■ Enunciado da tarefa: Reproduza sem alterações, do texto sobre o mistério da Santíssima Trindade, o trecho que se inicia com as palavras que contêm "Nem sempre os" e termina em "saldar esse débito.".

■ Documento de origem:
§ §
Nem sempre os cristãos atentam para a dimensão desse mistério. Um atentado contra a divindade não comportaria um pedido de desculpas ou um singelo perdão de parte da criatura. Era preciso a imolação divina. Jesus, o Filho de Deus, a segunda pessoa da Santíssima Trindade, assumiu a humanidade para saldar esse débito.

Algo inacessível ao comum dos mortais, imersos na rotina da sobrevivência. Pouco afeitos às elevadas questões filosóficas. Mas a fé independe de raciocínio. Gosto de recordar um fato constante da vida de Santo Agostinho, o Bispo de Hipona e um dos maiores filósofos que a História registrou. Ele estava refletindo sobre o mistério da Santíssima Trindade e encontrando dificuldade para elucida-lo. Caminhava pela praia enquanto um garoto repetia um exercício que o intrigou: colhia água do mar numa conchinha e a despejava num pequeno orifício na praia. Depois de observar o trajeto do garoto por inúmeras vezes, Agostinho indagou: - "Garoto, o que você está fazendo?". E a resposta: - "Estou transportando toda a água do oceano para este buraco!". Agostinho riu e retrucou: - "Mas isso é impossível! Veja a dimensão do mar e a do furo que você fez com o dedo na areia!". Antes de desaparecer, o menino falou: - "É mais fácil eu colocar toda a água do oceano nesse buraquinho, do que você entender o mistério da Santíssima Trindade!".
§ §
■ Registros:
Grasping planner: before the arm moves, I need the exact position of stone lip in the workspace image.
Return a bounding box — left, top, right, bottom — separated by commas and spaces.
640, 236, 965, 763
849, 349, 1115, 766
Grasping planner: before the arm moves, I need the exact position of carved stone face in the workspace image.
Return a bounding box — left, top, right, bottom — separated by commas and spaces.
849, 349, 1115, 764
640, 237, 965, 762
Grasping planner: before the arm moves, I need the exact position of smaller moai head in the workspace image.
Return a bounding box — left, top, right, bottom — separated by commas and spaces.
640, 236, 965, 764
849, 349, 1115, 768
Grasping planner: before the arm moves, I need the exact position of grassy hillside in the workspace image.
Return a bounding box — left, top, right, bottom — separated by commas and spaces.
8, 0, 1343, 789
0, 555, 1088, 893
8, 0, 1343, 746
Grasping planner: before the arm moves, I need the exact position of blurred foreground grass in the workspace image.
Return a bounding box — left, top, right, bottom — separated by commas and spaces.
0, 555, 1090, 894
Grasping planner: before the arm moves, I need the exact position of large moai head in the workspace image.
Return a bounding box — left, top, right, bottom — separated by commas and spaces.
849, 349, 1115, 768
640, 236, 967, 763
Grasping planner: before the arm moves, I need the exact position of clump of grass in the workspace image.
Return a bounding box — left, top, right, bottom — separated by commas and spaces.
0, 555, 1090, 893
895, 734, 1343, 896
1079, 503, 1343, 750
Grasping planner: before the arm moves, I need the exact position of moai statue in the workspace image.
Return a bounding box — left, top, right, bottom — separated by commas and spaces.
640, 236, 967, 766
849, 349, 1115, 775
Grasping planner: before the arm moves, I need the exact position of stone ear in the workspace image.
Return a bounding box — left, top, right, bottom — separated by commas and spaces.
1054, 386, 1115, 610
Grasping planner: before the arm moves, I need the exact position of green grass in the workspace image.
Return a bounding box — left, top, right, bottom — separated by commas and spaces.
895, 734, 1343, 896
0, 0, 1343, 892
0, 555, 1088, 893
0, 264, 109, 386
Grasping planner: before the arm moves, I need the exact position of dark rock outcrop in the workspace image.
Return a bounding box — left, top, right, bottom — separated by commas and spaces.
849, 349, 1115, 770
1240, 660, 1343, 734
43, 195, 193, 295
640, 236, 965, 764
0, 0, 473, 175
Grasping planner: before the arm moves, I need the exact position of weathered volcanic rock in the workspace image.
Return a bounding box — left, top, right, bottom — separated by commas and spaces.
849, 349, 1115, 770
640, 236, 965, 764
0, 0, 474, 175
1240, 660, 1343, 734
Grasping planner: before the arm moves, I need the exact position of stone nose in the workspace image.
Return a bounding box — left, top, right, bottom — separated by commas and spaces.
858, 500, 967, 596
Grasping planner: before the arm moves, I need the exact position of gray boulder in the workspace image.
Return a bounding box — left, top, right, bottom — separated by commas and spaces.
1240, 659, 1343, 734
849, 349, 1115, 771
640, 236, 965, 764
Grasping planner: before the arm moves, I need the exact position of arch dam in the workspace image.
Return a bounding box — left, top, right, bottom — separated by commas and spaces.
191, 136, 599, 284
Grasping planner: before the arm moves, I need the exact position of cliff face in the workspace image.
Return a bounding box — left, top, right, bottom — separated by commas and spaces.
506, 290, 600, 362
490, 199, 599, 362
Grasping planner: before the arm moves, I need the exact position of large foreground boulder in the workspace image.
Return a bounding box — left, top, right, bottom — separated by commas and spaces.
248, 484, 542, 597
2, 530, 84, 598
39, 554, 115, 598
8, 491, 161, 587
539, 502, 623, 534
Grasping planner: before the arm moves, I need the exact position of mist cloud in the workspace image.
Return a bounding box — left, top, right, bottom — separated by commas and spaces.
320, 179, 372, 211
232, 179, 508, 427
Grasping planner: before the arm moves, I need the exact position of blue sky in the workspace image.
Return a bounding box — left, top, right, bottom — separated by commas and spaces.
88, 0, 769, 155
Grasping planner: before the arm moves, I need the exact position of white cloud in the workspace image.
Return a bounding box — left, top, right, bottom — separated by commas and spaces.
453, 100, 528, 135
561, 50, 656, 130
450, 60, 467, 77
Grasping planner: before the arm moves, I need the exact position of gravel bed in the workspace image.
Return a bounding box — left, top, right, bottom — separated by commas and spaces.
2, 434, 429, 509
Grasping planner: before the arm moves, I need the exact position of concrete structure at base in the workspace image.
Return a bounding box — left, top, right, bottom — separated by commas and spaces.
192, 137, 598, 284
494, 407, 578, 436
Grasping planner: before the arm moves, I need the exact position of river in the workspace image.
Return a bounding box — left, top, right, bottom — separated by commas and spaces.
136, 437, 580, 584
§ §
■ Resposta da tarefa:
Nem sempre os cristãos atentam para a dimensão desse mistério. Um atentado contra a divindade não comportaria um pedido de desculpas ou um singelo perdão de parte da criatura. Era preciso a imolação divina. Jesus, o Filho de Deus, a segunda pessoa da Santíssima Trindade, assumiu a humanidade para saldar esse débito.